Start Material provided

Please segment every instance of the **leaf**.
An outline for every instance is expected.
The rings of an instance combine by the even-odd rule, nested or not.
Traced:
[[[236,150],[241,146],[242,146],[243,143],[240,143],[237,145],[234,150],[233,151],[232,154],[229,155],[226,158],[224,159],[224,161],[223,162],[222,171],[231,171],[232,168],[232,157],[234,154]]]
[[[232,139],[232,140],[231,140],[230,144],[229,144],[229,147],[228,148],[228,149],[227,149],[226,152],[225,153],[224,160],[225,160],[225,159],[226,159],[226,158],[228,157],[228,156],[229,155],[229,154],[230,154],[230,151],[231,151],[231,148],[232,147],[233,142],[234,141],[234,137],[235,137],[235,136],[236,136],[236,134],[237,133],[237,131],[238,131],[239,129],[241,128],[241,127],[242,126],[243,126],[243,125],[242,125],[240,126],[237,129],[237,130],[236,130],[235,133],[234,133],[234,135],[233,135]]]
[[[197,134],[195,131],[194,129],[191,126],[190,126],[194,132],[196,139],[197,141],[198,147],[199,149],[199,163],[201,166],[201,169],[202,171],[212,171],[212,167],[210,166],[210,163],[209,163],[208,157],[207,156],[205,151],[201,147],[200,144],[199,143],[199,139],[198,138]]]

End Material provided
Start Material provided

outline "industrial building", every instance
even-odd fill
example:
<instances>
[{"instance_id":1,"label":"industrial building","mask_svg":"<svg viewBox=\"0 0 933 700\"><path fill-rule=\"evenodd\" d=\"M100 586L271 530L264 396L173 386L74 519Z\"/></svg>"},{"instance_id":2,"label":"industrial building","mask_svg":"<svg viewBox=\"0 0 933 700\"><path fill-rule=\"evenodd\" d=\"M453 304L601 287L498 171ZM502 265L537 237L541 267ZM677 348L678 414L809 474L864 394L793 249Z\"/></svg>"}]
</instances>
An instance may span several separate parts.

End Material provided
Start Material provided

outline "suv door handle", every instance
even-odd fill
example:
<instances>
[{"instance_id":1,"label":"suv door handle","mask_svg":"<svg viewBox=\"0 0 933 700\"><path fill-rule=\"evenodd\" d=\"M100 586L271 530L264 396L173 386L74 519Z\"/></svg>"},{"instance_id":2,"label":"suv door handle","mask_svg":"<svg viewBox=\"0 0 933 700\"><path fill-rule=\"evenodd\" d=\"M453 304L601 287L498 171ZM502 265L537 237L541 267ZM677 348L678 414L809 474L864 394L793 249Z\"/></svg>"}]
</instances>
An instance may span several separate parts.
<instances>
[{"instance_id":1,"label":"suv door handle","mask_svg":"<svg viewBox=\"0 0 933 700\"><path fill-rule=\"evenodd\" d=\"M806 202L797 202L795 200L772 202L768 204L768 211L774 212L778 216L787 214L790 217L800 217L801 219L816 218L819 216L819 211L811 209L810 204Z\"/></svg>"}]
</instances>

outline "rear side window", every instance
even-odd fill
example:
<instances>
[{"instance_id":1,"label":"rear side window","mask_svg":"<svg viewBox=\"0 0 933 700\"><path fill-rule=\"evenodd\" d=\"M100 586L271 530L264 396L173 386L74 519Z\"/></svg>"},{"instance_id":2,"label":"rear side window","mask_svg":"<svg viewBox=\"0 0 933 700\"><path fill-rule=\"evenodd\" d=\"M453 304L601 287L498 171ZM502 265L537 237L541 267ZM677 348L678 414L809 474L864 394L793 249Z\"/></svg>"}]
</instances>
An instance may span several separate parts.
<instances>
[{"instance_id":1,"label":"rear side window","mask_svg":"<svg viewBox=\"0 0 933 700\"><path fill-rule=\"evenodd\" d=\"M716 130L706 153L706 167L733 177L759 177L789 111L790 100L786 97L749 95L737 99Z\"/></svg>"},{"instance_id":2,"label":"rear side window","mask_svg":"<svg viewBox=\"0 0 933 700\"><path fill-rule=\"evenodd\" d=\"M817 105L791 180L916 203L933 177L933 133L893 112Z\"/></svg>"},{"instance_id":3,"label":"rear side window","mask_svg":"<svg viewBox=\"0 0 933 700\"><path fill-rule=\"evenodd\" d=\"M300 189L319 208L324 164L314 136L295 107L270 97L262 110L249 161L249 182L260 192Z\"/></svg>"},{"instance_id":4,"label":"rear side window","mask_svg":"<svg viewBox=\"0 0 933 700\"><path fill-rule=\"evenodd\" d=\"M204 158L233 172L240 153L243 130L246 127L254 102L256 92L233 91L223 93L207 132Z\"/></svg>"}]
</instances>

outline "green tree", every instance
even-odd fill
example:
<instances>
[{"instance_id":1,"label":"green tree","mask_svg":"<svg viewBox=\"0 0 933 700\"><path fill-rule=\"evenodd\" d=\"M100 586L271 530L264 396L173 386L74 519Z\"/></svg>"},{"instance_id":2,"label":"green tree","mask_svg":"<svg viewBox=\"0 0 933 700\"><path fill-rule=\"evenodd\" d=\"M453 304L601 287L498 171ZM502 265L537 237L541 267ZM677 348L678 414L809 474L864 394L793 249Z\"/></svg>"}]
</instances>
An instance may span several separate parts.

End Material provided

:: Problem description ::
List every line of the items above that contains the word "rear", treating uppercase and lowercase as different.

:: Result for this exercise ::
outline "rear side window", every instance
[{"instance_id":1,"label":"rear side window","mask_svg":"<svg viewBox=\"0 0 933 700\"><path fill-rule=\"evenodd\" d=\"M100 586L271 530L264 396L173 386L74 519Z\"/></svg>"},{"instance_id":2,"label":"rear side window","mask_svg":"<svg viewBox=\"0 0 933 700\"><path fill-rule=\"evenodd\" d=\"M453 304L601 287L498 171ZM502 265L537 237L541 267ZM677 348L678 414L809 474L864 394L793 249Z\"/></svg>"}]
[{"instance_id":1,"label":"rear side window","mask_svg":"<svg viewBox=\"0 0 933 700\"><path fill-rule=\"evenodd\" d=\"M716 130L706 153L706 167L733 177L759 177L789 111L790 100L786 97L749 95L737 99Z\"/></svg>"},{"instance_id":2,"label":"rear side window","mask_svg":"<svg viewBox=\"0 0 933 700\"><path fill-rule=\"evenodd\" d=\"M817 105L791 180L916 203L933 177L933 133L893 112Z\"/></svg>"},{"instance_id":3,"label":"rear side window","mask_svg":"<svg viewBox=\"0 0 933 700\"><path fill-rule=\"evenodd\" d=\"M300 189L319 208L324 164L314 136L295 107L270 97L262 110L249 161L249 182L260 192Z\"/></svg>"},{"instance_id":4,"label":"rear side window","mask_svg":"<svg viewBox=\"0 0 933 700\"><path fill-rule=\"evenodd\" d=\"M204 158L233 172L240 153L243 130L246 127L254 102L256 92L233 91L223 93L207 132Z\"/></svg>"}]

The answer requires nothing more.